» TASK DETAILS
Turn every line of the material below into a numbered list, leaving out any blank lines.

[start ENTRIES SHOWN]

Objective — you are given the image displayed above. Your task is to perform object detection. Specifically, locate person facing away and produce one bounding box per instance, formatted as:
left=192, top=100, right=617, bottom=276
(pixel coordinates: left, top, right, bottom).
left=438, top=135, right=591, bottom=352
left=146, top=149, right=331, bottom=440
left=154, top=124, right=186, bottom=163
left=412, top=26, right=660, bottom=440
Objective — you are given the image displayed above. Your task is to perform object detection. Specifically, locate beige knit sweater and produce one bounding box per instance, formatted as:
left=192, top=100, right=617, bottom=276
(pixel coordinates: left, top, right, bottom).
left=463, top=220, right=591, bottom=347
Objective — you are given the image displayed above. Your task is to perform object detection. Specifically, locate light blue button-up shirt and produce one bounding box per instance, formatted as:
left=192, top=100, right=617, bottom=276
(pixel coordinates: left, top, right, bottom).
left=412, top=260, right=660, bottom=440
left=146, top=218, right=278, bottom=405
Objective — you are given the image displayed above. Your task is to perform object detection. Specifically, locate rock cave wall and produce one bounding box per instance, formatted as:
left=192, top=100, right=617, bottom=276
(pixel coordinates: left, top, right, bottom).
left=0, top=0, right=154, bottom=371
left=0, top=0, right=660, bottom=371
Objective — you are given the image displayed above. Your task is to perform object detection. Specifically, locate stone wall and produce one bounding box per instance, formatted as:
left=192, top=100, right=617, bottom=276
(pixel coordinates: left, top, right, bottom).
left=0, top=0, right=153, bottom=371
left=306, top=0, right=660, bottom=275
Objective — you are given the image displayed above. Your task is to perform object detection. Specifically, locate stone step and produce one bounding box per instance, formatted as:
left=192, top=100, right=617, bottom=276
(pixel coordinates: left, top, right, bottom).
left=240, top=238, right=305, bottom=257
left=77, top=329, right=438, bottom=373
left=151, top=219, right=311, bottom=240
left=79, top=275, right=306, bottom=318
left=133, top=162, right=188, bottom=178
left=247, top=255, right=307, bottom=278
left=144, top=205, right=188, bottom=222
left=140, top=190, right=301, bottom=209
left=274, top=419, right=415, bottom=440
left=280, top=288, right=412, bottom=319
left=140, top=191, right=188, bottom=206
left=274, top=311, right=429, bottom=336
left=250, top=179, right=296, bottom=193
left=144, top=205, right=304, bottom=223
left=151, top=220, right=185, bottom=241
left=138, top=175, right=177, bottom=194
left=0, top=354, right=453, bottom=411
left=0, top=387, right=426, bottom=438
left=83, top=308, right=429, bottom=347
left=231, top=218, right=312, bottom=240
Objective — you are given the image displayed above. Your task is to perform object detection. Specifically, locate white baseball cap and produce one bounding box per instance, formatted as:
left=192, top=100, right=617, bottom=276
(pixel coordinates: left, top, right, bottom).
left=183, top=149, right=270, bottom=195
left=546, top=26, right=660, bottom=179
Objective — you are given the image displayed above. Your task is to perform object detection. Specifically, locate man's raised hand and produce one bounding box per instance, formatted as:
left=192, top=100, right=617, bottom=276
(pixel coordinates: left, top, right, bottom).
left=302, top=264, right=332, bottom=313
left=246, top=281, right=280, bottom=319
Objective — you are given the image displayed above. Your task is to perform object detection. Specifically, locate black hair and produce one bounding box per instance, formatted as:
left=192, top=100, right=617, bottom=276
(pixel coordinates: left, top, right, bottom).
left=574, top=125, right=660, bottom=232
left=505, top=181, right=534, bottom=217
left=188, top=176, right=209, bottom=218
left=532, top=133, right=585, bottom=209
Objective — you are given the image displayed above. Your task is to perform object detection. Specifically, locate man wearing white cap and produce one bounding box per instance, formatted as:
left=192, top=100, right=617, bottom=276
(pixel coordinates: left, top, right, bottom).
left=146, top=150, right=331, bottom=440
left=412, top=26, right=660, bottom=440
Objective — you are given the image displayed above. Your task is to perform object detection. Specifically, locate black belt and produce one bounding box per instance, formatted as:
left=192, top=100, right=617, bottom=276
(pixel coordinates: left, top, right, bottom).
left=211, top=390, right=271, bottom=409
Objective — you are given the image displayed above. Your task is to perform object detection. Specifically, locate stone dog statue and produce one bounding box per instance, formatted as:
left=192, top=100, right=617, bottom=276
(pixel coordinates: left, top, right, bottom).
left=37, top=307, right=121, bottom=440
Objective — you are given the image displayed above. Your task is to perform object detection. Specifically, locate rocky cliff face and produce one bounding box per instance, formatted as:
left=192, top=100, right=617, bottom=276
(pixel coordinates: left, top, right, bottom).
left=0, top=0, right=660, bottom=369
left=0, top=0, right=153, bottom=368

[end ENTRIES SHOWN]

» SOLUTION TO THIS PROBLEM
1. Objective — you are given the image displayed above. Your task is to perform object detection. Specifically, locate person facing away and produce one bounding box per instance, formatted as:
2. left=192, top=100, right=617, bottom=276
3. (pixel coordinates: left, top, right, bottom).
4. left=438, top=135, right=591, bottom=352
5. left=146, top=149, right=331, bottom=440
6. left=154, top=124, right=186, bottom=163
7. left=412, top=26, right=660, bottom=440
8. Objective — you are given the image displayed above. Your task is to perform object detection. Specifically, locate beige knit sweater and produce one bounding box per instance, formatted as:
9. left=192, top=100, right=617, bottom=276
10. (pixel coordinates: left, top, right, bottom).
11. left=463, top=220, right=591, bottom=347
12. Objective — you are given the image displayed above. Your task is to perform object detection. Specifically, locate light blue button-up shirt and produce one bounding box per instance, formatted as:
13. left=192, top=100, right=617, bottom=276
14. (pixel coordinates: left, top, right, bottom).
15. left=412, top=260, right=660, bottom=440
16. left=146, top=218, right=278, bottom=405
17. Objective — you are given the image displayed above. Your task is to perform object detection. Specifically, locate rock cave wall and produce one bounding box per instance, formatted as:
18. left=192, top=100, right=617, bottom=276
19. (pixel coordinates: left, top, right, bottom).
20. left=0, top=0, right=154, bottom=371
21. left=0, top=0, right=660, bottom=371
22. Objective — you are given the image displayed above. Your task is to perform object detection. Specifically, locate stone wall and produce one bounding box per instance, formatted as:
23. left=192, top=100, right=617, bottom=276
24. (pixel coordinates: left, top, right, bottom).
25. left=0, top=0, right=153, bottom=371
26. left=306, top=0, right=660, bottom=275
27. Objective — you are given the image displayed above. Your task is to perform object detection. Specifically, locate stone step and produce one bounding box per instance, formatted as:
28. left=192, top=100, right=617, bottom=276
29. (pixel coordinates: left, top, right, bottom).
30. left=240, top=238, right=305, bottom=257
31. left=77, top=329, right=438, bottom=373
32. left=151, top=219, right=311, bottom=240
33. left=79, top=275, right=306, bottom=318
34. left=133, top=162, right=188, bottom=178
35. left=247, top=255, right=307, bottom=278
36. left=144, top=205, right=188, bottom=222
37. left=140, top=190, right=301, bottom=209
38. left=274, top=419, right=415, bottom=440
39. left=280, top=288, right=412, bottom=319
40. left=140, top=191, right=188, bottom=206
41. left=274, top=311, right=429, bottom=336
42. left=250, top=179, right=296, bottom=193
43. left=144, top=205, right=304, bottom=223
44. left=151, top=220, right=185, bottom=241
45. left=138, top=175, right=177, bottom=194
46. left=0, top=354, right=453, bottom=411
47. left=0, top=387, right=426, bottom=438
48. left=83, top=308, right=429, bottom=347
49. left=231, top=218, right=312, bottom=240
50. Objective — you are given the image displayed above. Your task is to perform object detection. Specifically, locate white baseball cap and produce one bounding box per instance, formatted as:
51. left=192, top=100, right=617, bottom=276
52. (pixel coordinates: left, top, right, bottom).
53. left=183, top=149, right=270, bottom=195
54. left=546, top=26, right=660, bottom=179
55. Objective — you are given the image displayed above. Your task is to perform object detection. Specifically, locate man's raised hand and produce one bounding box per instance, formatted as:
56. left=192, top=100, right=617, bottom=276
57. (pixel coordinates: left, top, right, bottom).
58. left=302, top=264, right=332, bottom=313
59. left=246, top=281, right=280, bottom=319
60. Objective — you are given the image displayed above. Your task is to perform object detection. Specifically, locate black hair and produce one bounding box per instance, formatted as:
61. left=192, top=100, right=617, bottom=276
62. (pixel coordinates: left, top, right, bottom).
63. left=574, top=125, right=660, bottom=232
64. left=505, top=181, right=534, bottom=217
65. left=188, top=176, right=209, bottom=218
66. left=532, top=133, right=585, bottom=209
67. Objective — you are given the image displayed above. Your task is to perform object detection. Specifically, locate man wearing white cap and produce one bounding box per instance, formatted as:
68. left=192, top=100, right=617, bottom=276
69. (pixel coordinates: left, top, right, bottom).
70. left=146, top=150, right=331, bottom=440
71. left=412, top=26, right=660, bottom=440
72. Objective — you are given the image displayed above. Your task is to perform object detection. Specifically, locate black belt and produce one bounding box per instance, formatted as:
73. left=192, top=100, right=617, bottom=276
74. (pixel coordinates: left, top, right, bottom).
75. left=211, top=390, right=271, bottom=409
76. Objective — you are given the image displayed above. Your task is to perform object detection. Specifically, locate stone dog statue and produce one bounding box per instance, formatted as:
77. left=192, top=100, right=617, bottom=276
78. (pixel coordinates: left, top, right, bottom).
79. left=37, top=307, right=121, bottom=440
80. Objective — you are given the image displayed above. Your task is to perform object detection. Specifically, locate rocky cliff face and produce one bounding box per instance, formatted as:
81. left=192, top=100, right=617, bottom=276
82. (pixel coordinates: left, top, right, bottom).
83. left=0, top=0, right=660, bottom=369
84. left=0, top=0, right=153, bottom=368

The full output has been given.